### PROVIDED ENTRIES
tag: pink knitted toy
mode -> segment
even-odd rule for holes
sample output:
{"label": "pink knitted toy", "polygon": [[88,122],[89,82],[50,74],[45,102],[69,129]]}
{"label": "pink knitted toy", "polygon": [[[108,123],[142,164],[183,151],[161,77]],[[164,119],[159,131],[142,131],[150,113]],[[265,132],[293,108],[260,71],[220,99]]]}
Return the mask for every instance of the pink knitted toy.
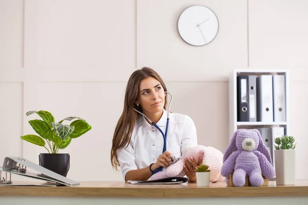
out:
{"label": "pink knitted toy", "polygon": [[196,160],[198,160],[200,156],[203,157],[203,163],[208,165],[209,169],[211,170],[209,179],[210,182],[221,181],[224,179],[224,177],[221,174],[223,157],[222,153],[211,147],[197,145],[192,147],[185,148],[183,151],[182,156],[180,157],[177,161],[163,171],[153,174],[149,180],[184,176],[185,173],[183,166],[185,164],[185,157],[187,157],[191,162],[191,156]]}
{"label": "pink knitted toy", "polygon": [[233,170],[233,181],[236,187],[244,186],[246,175],[255,187],[263,184],[262,174],[269,179],[274,177],[271,155],[258,130],[240,129],[234,133],[223,156],[221,174],[227,176]]}

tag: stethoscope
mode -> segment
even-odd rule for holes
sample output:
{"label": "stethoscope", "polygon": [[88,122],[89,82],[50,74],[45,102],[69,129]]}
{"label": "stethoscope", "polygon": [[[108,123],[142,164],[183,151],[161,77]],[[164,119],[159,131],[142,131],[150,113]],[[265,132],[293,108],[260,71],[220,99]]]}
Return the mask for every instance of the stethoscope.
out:
{"label": "stethoscope", "polygon": [[[163,132],[163,131],[159,128],[159,127],[158,127],[158,126],[157,125],[156,125],[156,124],[155,122],[154,122],[153,121],[151,120],[150,119],[149,119],[146,116],[145,116],[145,114],[138,111],[137,110],[135,109],[134,108],[133,109],[135,111],[137,111],[138,112],[139,112],[139,113],[140,113],[141,114],[143,115],[145,118],[146,118],[151,122],[151,124],[152,125],[153,125],[153,126],[154,127],[155,127],[156,128],[157,128],[157,129],[158,130],[159,130],[160,133],[162,134],[162,135],[163,136],[163,137],[164,138],[164,146],[163,147],[163,152],[162,152],[163,153],[164,152],[165,152],[166,151],[166,150],[167,149],[166,139],[167,139],[167,134],[168,134],[168,127],[169,127],[169,110],[170,109],[170,106],[171,105],[171,103],[172,102],[172,95],[171,95],[171,94],[170,94],[169,92],[166,92],[166,91],[165,91],[164,92],[165,93],[169,94],[170,95],[170,96],[171,96],[171,99],[170,100],[170,103],[169,104],[169,106],[168,106],[168,112],[167,114],[167,123],[166,124],[166,130],[165,131],[165,133],[164,133]],[[179,159],[178,158],[177,158],[176,157],[176,156],[174,155],[172,156],[172,157],[171,157],[171,160],[172,161],[172,163],[175,162],[178,159]],[[153,171],[153,172],[152,172],[152,175],[153,175],[158,172],[163,171],[163,169],[164,169],[163,167],[161,167],[160,168],[154,170]]]}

### WHAT YOU HAVE TO DO
How many lines in the records above contain the word "Return"? Reply with the number only.

### CORRECT OUTPUT
2